**Source document:**
--------

The day care owner was "acting hysterical," according to police and court documents obtained by the St. Louis Post-Dispatch , and told investigators the child rolled onto her stomach and stopped breathing. Law enforcement documents say officers smelled alcohol on the owner's breath and found an empty wine box in the trash.

The woman has not been arrested or charged.

The documents also described how officers allegedly found children restrained in playpens throughout the house.

According to the documents, police said there were children in the living room when they arrived. The woman initially told officers there was only one other child, on the second floor. Officers found that child in a playpen with a blanket on top, with heavy plastic shelving over the blanket to "keep the child from escaping," the documents said.

The woman then said another child was in a closet. Police found a male toddler in a playpen in the closet with hanging clothes.

The woman then revealed yet another child was in the basement. Documents say officers found a female toddler in a playpen with a blanket and shelving on top.

As officers were handcuffing the woman, they heard a noise, and found yet another toddler, a boy, in a closed, dark room with shelving and crates on top of a blanket keeping the child in, the documents said.

The day care has closed and the owner told a Post-Dispatch reporter she's moving. She said police mischaracterized conditions inside the home.

The owner said she put shelving on the playpens only to keep the children from climbing out when they awoke from naps, and to keep them from waking the other children. As soon as they would wake up, she said, they would call to her and she would go get them, she said.

The infant had just begun to flip onto her stomach the day of her death, and she texted the girl's parents to alert them, the woman said. She said she called 911 as soon as she realized the girl was not breathing, and tried to perform CPR.

The woman said she rarely drinks, but did the night before the baby's death. She does not know the result of the blood test.

"I love my babies. I love my babies. I love my babies so much," she said.

--------

[Items excerpted from a collection]
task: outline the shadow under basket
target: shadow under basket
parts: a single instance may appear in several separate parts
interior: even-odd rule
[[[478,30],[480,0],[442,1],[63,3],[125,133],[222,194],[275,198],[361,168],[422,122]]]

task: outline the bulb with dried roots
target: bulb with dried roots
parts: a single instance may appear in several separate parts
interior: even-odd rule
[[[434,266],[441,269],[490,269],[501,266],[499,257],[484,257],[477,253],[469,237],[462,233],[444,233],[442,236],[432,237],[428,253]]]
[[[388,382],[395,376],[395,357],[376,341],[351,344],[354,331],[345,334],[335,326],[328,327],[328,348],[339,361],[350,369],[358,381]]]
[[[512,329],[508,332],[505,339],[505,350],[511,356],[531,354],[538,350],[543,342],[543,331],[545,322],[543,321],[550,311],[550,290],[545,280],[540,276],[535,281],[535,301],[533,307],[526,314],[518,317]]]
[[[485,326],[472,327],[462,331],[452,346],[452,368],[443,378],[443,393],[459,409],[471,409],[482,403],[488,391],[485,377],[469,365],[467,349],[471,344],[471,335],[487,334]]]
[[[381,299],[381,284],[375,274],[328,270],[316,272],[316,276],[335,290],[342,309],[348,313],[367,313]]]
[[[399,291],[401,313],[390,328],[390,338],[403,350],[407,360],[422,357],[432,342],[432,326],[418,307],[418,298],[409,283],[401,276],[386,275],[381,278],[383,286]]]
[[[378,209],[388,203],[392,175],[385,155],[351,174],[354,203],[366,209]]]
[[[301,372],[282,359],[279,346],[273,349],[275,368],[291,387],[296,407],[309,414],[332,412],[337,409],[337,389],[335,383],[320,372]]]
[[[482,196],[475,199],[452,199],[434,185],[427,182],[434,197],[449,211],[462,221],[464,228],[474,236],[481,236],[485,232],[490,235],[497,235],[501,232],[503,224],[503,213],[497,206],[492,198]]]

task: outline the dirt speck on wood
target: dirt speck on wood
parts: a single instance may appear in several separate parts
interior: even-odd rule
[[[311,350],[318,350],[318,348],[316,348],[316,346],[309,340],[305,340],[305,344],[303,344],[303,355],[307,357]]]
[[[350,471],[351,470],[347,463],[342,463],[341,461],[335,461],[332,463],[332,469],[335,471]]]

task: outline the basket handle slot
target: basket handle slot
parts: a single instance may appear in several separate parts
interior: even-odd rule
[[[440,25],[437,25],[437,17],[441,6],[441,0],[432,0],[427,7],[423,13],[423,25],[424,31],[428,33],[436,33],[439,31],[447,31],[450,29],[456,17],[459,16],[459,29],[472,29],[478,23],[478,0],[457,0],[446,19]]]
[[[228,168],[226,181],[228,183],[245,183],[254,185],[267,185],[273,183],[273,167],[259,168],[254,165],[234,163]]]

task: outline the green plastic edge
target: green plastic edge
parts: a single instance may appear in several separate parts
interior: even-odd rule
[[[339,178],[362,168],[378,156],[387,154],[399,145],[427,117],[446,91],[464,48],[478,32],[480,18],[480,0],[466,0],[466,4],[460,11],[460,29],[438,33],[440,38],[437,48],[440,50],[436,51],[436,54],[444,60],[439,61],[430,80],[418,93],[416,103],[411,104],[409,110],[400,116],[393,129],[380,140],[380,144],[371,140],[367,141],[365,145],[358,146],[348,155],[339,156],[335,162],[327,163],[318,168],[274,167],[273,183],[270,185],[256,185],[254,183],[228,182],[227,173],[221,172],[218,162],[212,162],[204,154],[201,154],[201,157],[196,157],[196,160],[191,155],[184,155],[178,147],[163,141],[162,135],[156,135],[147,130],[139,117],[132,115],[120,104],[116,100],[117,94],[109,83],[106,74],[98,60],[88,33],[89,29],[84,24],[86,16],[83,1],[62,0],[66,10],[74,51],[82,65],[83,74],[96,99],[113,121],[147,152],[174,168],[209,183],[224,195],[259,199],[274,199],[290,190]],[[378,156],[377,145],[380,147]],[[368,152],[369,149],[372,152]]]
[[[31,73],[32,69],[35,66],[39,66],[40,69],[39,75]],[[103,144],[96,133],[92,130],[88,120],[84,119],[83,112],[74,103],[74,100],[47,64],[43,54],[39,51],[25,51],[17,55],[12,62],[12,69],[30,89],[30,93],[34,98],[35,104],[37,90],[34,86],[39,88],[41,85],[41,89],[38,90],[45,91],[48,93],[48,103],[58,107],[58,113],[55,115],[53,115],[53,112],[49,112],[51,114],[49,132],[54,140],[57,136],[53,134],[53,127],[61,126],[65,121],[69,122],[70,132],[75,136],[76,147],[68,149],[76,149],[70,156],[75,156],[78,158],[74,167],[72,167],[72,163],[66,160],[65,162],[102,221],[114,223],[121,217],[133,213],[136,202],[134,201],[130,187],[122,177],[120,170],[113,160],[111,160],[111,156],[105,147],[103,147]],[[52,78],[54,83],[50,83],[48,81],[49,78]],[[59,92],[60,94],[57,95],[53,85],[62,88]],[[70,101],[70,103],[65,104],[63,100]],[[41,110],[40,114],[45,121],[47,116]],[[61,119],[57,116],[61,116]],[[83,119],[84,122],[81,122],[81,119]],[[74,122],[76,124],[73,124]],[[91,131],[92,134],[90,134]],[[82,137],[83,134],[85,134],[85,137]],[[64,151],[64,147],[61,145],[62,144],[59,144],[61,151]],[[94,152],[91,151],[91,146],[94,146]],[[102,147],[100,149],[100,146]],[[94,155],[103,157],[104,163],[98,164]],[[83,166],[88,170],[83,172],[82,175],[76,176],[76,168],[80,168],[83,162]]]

--------

**Aim:**
Please check the news report about the day care: what reasons did the owner give for putting shelving on the playpens?

**Result:**
She said it was only to keep the children from climbing out when they woke from naps and to keep them from waking the other children.